__EXERCISE REQUIREMENTS__.
Produce an exact copy of the lines below, starting at the first and ending with the line containing "box: [539, 287, 563, 298]".

__MATERIAL SUPPLIED__.

┌──

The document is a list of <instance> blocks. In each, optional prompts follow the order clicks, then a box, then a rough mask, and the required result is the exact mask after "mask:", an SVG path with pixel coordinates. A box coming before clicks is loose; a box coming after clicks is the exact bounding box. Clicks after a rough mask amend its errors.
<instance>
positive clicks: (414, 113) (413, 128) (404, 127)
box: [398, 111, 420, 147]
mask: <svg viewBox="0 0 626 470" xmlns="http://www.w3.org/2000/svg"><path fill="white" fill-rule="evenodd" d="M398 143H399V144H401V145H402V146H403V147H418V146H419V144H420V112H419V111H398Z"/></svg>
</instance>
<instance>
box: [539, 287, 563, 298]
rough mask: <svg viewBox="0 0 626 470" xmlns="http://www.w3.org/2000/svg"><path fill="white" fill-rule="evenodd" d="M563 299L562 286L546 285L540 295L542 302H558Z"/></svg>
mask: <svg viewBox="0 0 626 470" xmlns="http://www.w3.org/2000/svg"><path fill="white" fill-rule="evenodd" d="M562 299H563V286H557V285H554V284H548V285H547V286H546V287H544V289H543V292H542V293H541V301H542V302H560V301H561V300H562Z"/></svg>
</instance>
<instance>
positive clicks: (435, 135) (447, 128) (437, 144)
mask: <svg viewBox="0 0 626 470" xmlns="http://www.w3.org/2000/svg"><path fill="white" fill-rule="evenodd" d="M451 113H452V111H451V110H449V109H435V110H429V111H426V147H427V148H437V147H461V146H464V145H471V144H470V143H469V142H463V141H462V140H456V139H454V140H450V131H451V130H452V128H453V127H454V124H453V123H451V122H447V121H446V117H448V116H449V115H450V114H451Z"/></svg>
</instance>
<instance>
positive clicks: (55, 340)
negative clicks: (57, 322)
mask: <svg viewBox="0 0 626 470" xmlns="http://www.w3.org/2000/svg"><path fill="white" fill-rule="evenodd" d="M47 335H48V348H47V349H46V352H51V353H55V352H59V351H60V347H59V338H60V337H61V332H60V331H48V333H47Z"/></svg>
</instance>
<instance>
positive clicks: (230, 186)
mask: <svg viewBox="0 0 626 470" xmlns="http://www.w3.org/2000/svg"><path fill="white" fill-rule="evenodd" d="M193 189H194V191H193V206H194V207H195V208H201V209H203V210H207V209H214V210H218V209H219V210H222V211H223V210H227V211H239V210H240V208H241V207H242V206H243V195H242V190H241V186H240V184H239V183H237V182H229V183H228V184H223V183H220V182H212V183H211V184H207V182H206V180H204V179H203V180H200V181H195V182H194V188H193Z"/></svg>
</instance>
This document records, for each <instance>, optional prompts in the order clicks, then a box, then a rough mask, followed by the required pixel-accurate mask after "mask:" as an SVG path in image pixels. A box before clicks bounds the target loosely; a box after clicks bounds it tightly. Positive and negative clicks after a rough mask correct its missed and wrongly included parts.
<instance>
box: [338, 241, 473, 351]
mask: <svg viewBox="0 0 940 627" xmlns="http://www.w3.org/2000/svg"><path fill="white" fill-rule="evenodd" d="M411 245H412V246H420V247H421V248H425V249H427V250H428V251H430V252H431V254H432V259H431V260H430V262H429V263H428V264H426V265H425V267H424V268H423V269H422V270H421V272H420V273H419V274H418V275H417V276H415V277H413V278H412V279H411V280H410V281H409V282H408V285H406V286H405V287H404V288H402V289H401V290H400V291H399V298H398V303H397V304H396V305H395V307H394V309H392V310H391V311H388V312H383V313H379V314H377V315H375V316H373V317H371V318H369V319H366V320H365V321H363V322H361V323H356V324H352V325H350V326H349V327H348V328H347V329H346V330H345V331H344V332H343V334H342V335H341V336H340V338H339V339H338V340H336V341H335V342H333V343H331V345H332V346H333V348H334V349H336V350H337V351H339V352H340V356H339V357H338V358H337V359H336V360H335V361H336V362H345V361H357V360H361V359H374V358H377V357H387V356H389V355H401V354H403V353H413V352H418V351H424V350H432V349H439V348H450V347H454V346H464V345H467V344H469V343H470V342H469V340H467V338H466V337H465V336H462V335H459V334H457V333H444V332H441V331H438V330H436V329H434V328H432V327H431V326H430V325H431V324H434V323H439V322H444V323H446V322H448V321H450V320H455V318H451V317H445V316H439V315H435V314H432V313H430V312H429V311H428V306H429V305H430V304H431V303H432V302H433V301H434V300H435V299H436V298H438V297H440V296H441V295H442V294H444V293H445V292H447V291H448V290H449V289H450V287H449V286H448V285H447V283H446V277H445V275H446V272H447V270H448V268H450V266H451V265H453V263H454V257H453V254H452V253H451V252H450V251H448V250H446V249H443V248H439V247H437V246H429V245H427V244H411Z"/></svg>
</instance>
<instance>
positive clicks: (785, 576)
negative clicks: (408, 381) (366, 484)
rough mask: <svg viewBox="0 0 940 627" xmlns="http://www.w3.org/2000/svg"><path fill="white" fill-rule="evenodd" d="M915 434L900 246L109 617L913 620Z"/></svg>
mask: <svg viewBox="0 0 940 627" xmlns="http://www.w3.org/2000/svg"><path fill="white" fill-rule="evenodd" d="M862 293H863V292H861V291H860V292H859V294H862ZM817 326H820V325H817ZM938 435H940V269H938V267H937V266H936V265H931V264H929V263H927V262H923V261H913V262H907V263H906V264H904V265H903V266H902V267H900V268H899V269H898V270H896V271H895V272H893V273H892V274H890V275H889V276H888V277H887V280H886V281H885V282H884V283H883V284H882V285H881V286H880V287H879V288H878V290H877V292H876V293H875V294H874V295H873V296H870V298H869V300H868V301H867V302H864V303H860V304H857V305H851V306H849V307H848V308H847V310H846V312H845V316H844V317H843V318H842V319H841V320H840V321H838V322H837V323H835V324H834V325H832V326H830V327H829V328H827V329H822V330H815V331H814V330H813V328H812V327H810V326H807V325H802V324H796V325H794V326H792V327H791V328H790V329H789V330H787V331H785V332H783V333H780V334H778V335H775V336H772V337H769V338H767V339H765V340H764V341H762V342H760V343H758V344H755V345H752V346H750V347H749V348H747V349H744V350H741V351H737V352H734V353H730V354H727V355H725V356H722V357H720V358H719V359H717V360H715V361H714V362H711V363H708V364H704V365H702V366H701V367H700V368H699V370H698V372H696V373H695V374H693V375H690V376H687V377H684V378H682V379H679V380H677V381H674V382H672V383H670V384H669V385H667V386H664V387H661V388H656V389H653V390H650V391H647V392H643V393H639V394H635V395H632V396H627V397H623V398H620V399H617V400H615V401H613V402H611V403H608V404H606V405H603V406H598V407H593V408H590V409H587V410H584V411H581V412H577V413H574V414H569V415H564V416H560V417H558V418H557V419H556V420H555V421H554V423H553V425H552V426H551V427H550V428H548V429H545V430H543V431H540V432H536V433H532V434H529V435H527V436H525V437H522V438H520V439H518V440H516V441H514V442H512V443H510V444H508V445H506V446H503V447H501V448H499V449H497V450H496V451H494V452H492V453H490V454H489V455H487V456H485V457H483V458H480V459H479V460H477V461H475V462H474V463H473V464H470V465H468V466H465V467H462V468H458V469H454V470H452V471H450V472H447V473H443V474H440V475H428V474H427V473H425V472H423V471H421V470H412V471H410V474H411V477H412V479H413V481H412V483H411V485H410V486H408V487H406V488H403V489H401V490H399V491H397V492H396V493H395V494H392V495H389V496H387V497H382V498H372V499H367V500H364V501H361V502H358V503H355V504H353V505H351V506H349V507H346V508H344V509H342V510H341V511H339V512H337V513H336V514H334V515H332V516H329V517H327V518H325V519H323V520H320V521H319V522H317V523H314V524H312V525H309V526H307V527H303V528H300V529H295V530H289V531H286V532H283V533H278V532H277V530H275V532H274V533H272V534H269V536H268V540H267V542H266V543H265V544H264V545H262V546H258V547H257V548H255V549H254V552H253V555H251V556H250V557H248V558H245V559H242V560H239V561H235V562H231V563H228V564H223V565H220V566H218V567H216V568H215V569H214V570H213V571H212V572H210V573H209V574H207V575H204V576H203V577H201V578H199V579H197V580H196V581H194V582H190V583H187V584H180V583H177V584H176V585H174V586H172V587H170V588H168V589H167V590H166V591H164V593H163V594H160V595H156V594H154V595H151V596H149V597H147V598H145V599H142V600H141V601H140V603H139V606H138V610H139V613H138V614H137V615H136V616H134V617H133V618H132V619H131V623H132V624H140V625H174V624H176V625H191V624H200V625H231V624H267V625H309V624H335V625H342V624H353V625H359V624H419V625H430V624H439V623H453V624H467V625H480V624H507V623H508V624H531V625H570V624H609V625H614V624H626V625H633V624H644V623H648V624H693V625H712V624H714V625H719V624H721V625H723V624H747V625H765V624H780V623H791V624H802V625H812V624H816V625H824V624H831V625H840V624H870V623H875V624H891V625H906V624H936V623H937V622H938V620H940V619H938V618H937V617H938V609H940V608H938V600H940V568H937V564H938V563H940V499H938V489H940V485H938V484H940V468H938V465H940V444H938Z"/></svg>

└──

__RESPONSE BOX__.
The document is a list of <instance> blocks. In each, optional prompts follow the order clicks, then a box, then a rough mask, and the required result is the exact mask after "mask:", an SVG path with pixel coordinates. A box coming before clicks is loose; a box coming after clicks is the exact bounding box. Clicks after a rough mask amend its errors.
<instance>
positive clicks: (414, 113) (413, 128) (404, 127)
box: [398, 111, 420, 147]
mask: <svg viewBox="0 0 626 470" xmlns="http://www.w3.org/2000/svg"><path fill="white" fill-rule="evenodd" d="M398 143H399V144H401V145H402V146H403V147H418V146H419V144H420V112H419V111H398Z"/></svg>
</instance>
<instance>
box: [539, 287, 563, 298]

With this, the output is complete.